═══ Records supplied ═══

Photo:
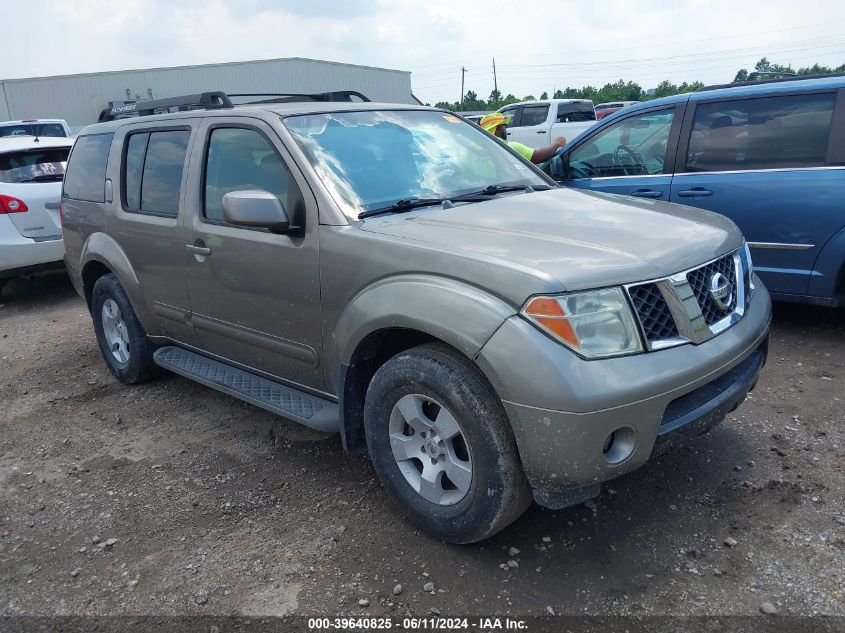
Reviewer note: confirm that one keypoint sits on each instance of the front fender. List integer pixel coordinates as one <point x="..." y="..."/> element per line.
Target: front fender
<point x="101" y="248"/>
<point x="456" y="313"/>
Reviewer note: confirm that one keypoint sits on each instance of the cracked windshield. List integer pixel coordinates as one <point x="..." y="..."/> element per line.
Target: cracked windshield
<point x="373" y="159"/>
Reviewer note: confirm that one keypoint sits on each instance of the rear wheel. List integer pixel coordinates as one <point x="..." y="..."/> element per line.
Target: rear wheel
<point x="123" y="342"/>
<point x="442" y="446"/>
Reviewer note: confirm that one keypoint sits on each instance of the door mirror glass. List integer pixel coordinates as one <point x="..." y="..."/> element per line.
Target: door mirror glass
<point x="255" y="208"/>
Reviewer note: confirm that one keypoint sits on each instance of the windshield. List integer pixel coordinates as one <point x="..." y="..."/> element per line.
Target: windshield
<point x="372" y="159"/>
<point x="34" y="165"/>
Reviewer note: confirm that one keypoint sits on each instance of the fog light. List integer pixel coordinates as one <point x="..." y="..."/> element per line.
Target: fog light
<point x="619" y="445"/>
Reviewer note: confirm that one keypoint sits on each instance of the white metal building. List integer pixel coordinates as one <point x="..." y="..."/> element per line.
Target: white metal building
<point x="79" y="98"/>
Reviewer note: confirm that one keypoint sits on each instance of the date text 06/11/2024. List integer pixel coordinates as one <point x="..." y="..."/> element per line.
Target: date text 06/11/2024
<point x="481" y="624"/>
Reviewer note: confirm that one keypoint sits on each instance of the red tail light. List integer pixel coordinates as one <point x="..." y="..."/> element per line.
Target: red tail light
<point x="9" y="204"/>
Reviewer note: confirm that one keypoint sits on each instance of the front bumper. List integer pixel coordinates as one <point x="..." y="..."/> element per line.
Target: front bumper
<point x="578" y="423"/>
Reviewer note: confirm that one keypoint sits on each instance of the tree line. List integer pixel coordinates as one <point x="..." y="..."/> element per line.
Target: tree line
<point x="625" y="90"/>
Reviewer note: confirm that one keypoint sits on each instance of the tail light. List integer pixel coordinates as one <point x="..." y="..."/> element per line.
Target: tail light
<point x="10" y="204"/>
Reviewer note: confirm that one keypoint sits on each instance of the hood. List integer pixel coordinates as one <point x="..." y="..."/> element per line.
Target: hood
<point x="581" y="239"/>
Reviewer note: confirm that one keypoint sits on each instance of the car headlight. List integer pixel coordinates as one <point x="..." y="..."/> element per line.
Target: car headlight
<point x="594" y="323"/>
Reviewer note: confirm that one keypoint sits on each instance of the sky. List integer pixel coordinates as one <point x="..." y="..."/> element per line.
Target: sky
<point x="538" y="45"/>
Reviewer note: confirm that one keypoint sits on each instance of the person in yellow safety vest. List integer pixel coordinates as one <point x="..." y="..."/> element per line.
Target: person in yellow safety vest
<point x="497" y="125"/>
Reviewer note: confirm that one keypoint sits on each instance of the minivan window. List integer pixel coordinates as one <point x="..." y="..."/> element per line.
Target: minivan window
<point x="86" y="170"/>
<point x="34" y="165"/>
<point x="533" y="115"/>
<point x="152" y="171"/>
<point x="238" y="159"/>
<point x="633" y="146"/>
<point x="761" y="133"/>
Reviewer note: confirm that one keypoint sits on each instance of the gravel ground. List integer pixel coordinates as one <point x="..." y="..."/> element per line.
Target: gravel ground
<point x="170" y="498"/>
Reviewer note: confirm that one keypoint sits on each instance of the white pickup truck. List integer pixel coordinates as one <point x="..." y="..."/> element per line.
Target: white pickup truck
<point x="538" y="123"/>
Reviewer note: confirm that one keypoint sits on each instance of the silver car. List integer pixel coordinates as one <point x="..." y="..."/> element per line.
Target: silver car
<point x="398" y="276"/>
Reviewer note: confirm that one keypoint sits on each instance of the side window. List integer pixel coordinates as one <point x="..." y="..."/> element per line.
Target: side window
<point x="85" y="177"/>
<point x="634" y="146"/>
<point x="762" y="133"/>
<point x="240" y="158"/>
<point x="152" y="171"/>
<point x="514" y="112"/>
<point x="533" y="115"/>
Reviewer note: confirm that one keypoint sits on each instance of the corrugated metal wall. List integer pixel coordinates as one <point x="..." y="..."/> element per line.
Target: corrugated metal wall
<point x="79" y="98"/>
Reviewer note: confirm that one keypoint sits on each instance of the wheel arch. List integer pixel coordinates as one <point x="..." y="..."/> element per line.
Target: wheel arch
<point x="396" y="314"/>
<point x="102" y="255"/>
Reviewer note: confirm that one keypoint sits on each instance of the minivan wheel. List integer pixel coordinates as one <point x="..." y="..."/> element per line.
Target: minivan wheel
<point x="441" y="444"/>
<point x="123" y="342"/>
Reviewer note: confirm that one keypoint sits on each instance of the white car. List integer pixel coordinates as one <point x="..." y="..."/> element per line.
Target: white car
<point x="538" y="123"/>
<point x="31" y="173"/>
<point x="35" y="127"/>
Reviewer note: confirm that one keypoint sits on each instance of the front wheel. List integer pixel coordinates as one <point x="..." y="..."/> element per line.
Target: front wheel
<point x="442" y="446"/>
<point x="123" y="342"/>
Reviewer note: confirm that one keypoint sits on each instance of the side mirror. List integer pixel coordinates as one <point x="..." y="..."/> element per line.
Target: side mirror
<point x="255" y="208"/>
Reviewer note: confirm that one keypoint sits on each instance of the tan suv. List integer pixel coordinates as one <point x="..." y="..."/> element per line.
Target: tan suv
<point x="397" y="275"/>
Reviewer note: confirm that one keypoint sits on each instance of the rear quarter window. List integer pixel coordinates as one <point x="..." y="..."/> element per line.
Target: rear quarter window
<point x="761" y="133"/>
<point x="86" y="170"/>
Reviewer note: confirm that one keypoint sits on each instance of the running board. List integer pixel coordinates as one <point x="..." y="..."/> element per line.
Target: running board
<point x="313" y="412"/>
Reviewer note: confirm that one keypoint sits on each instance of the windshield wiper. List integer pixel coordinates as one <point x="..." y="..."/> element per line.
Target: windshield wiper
<point x="494" y="190"/>
<point x="45" y="178"/>
<point x="406" y="204"/>
<point x="400" y="206"/>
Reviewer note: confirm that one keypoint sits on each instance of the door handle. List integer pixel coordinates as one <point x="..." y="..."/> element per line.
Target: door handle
<point x="647" y="193"/>
<point x="695" y="192"/>
<point x="198" y="249"/>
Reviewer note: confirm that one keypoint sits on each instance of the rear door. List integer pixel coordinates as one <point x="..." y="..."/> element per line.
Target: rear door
<point x="763" y="161"/>
<point x="33" y="176"/>
<point x="631" y="156"/>
<point x="532" y="128"/>
<point x="145" y="216"/>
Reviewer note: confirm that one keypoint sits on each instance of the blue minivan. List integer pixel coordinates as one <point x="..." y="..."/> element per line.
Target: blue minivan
<point x="769" y="155"/>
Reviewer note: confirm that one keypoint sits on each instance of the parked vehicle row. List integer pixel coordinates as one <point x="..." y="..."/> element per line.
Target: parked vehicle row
<point x="769" y="155"/>
<point x="397" y="275"/>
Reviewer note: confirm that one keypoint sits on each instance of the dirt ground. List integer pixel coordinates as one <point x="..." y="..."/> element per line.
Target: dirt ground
<point x="171" y="498"/>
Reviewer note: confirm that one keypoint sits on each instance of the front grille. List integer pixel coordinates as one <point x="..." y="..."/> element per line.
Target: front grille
<point x="699" y="281"/>
<point x="654" y="314"/>
<point x="681" y="307"/>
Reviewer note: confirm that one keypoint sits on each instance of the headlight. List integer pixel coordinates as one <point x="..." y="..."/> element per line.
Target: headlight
<point x="595" y="323"/>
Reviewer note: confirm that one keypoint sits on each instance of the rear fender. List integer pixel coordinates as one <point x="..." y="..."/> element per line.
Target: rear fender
<point x="828" y="267"/>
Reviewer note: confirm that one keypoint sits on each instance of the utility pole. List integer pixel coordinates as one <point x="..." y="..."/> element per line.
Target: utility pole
<point x="495" y="86"/>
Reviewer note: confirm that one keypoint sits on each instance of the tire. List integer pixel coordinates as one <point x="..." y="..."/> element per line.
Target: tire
<point x="123" y="342"/>
<point x="418" y="385"/>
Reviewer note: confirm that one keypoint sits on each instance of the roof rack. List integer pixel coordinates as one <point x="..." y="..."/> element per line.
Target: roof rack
<point x="205" y="101"/>
<point x="217" y="100"/>
<point x="292" y="97"/>
<point x="755" y="82"/>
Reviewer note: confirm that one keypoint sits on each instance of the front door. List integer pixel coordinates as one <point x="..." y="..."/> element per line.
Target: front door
<point x="762" y="162"/>
<point x="631" y="156"/>
<point x="255" y="295"/>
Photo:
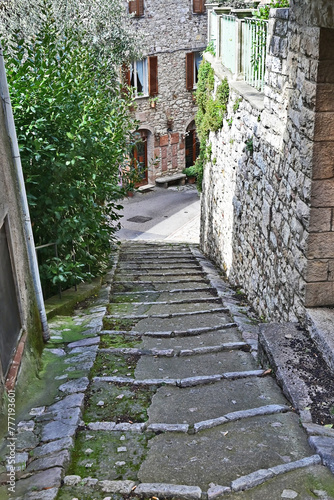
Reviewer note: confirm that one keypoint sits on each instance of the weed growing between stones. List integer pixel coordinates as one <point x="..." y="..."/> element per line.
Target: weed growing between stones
<point x="118" y="324"/>
<point x="108" y="455"/>
<point x="118" y="341"/>
<point x="118" y="403"/>
<point x="107" y="364"/>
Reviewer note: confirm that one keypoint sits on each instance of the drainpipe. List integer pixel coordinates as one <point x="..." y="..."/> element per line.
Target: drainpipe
<point x="9" y="119"/>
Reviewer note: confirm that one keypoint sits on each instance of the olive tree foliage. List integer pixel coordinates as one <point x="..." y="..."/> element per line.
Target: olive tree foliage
<point x="103" y="24"/>
<point x="73" y="126"/>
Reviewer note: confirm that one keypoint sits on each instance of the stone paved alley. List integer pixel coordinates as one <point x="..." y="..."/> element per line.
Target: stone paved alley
<point x="160" y="395"/>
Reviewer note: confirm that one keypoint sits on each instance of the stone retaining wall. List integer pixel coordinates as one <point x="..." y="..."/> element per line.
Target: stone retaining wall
<point x="259" y="220"/>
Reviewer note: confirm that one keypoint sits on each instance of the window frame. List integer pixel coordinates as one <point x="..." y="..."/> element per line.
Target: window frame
<point x="134" y="73"/>
<point x="198" y="6"/>
<point x="136" y="7"/>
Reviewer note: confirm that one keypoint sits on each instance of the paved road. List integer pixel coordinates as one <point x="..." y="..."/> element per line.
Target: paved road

═══

* [Instructions for the task] Check each line of the listing above for the word "road". Then state how many lines have it, and nothing further.

* [Answer to the exercise] 2